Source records
------------------------------------------------------------------------
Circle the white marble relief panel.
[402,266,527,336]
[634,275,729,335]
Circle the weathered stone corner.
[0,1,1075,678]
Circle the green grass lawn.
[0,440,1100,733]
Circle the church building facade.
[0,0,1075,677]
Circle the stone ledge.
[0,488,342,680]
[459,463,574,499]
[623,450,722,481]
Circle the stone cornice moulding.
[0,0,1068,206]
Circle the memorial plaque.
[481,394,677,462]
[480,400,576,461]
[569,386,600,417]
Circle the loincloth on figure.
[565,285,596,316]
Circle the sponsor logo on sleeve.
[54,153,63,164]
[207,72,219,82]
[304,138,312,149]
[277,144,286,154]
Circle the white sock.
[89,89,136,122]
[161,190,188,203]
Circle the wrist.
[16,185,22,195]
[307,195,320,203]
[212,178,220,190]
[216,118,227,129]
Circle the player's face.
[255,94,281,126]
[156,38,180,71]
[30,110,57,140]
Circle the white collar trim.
------------------------------------------------------------------------
• PROBLEM DESCRIPTION: Please copy all of the records above, word for word.

• SOLUTION TO THIS EXERCISE:
Circle the white marble relief panel.
[402,266,527,336]
[634,275,729,335]
Circle the weathered stone corner.
[0,1,1075,678]
Circle the green grass lawn.
[0,440,1100,733]
Circle the church building facade.
[0,0,1075,677]
Circle the stone ledge.
[0,488,342,680]
[459,463,574,499]
[623,450,722,481]
Circle the stone cornice moulding.
[0,0,1068,206]
Circle the memorial plaque.
[481,394,677,462]
[480,400,576,461]
[569,386,600,417]
Circle the loincloth on figure.
[565,285,596,316]
Circle the sponsor logo on sleeve.
[54,153,63,164]
[207,72,219,82]
[304,138,312,149]
[277,144,286,154]
Circle the white sock.
[89,89,136,122]
[161,190,188,203]
Circle the wrist.
[16,185,22,195]
[307,195,320,203]
[212,178,220,190]
[216,118,227,129]
Circle the player's face.
[255,94,281,126]
[156,38,180,71]
[30,110,57,140]
Circle the white collar trim.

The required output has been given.